From the register map below, output the part that opens with the words containing "Other interfaces (Custom" and closes with "and Flush command.".

**** Provided text ****

Other interfaces (Custom command of raNVMe-IP, IdenRAM and Custom RAM)

BA+0x0200 – BA+0x023F

Custom Submission

Queue Reg

[31:0]: Submission queue entry of SMART and Flush command.

Input to be CtmSubmDW0-DW15 of raNVMe-IP.

0x200: DW0, 0x204: DW1, …, 0x23C: DW15

Wr

(CTMSUBMQ_REG)

BA+0x0300 – BA+0x030F

Custom Completion

Queue Reg

[31:0]: CtmCompDW0-DW3 output from raNVMe-IP.

0x300: DW0, 0x304: DW1, …, 0x30C: DW3

Rd

(CTMCOMPQ_REG)

BA+0x0800

IP Version Reg

[31:0]: Mapped to IPVersion[31:0] of raNVMe-IP

Rd

(IPVERSION_REG)

BA+0x2000 – BA+0x2FFF

Identify Controller Data

 

4Kbyte Identify Controller Data Structure

Rd

(IDENCTRL_REG)

BA+0x3000 – BA+0x3FFF

Identify Namespace Data

 

4Kbyte Identify Namespace Data Structure

Rd

(IDENNAME_REG)

BA+0x4000 – BA+0x5FFF

Custom command Ram

 

Connect to 8K byte CtmRAM interface.

**** Dataset rows ****

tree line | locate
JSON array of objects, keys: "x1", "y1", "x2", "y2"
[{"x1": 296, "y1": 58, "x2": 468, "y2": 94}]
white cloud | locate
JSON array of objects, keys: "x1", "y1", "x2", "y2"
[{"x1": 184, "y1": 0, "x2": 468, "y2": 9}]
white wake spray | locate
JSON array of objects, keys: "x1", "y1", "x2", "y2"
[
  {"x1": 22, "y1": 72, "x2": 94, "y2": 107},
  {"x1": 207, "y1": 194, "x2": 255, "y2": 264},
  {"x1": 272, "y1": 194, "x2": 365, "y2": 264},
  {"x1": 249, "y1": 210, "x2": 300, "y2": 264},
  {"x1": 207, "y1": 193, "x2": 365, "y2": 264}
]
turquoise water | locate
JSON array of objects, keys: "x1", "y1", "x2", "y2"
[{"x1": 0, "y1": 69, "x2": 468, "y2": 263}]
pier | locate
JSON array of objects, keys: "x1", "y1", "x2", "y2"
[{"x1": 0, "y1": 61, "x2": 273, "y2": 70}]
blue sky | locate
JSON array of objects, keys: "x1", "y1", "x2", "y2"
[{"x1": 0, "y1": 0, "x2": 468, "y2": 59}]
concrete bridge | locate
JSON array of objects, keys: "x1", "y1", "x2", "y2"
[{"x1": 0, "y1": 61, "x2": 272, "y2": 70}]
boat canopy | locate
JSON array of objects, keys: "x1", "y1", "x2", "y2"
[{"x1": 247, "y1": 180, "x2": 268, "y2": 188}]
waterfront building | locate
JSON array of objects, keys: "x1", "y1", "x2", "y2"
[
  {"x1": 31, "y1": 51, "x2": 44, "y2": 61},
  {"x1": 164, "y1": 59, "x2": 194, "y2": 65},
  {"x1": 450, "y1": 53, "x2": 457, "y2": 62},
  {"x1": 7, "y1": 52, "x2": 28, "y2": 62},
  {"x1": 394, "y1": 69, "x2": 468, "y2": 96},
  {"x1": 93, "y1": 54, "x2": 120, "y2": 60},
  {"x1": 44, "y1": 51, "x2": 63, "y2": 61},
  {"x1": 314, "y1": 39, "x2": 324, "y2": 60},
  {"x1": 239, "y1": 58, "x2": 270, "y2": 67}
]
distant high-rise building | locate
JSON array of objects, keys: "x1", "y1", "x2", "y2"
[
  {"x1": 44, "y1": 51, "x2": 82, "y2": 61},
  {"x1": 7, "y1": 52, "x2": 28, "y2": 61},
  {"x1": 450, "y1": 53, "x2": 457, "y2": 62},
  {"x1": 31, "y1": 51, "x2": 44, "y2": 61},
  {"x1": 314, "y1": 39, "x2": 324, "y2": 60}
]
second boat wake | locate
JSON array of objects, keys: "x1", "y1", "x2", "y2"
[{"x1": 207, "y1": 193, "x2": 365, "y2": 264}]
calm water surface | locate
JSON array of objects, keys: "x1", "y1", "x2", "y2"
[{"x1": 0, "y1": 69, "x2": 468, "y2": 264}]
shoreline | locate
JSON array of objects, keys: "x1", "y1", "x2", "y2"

****

[Exercise result]:
Other interfaces (Custom command of raNVMe-IP, IdenRAM and Custom RAM)

BA+0x0200 – BA+0x023F

Custom Submission

Queue Reg

[31:0]: Submission queue entry of SMART and Flush command.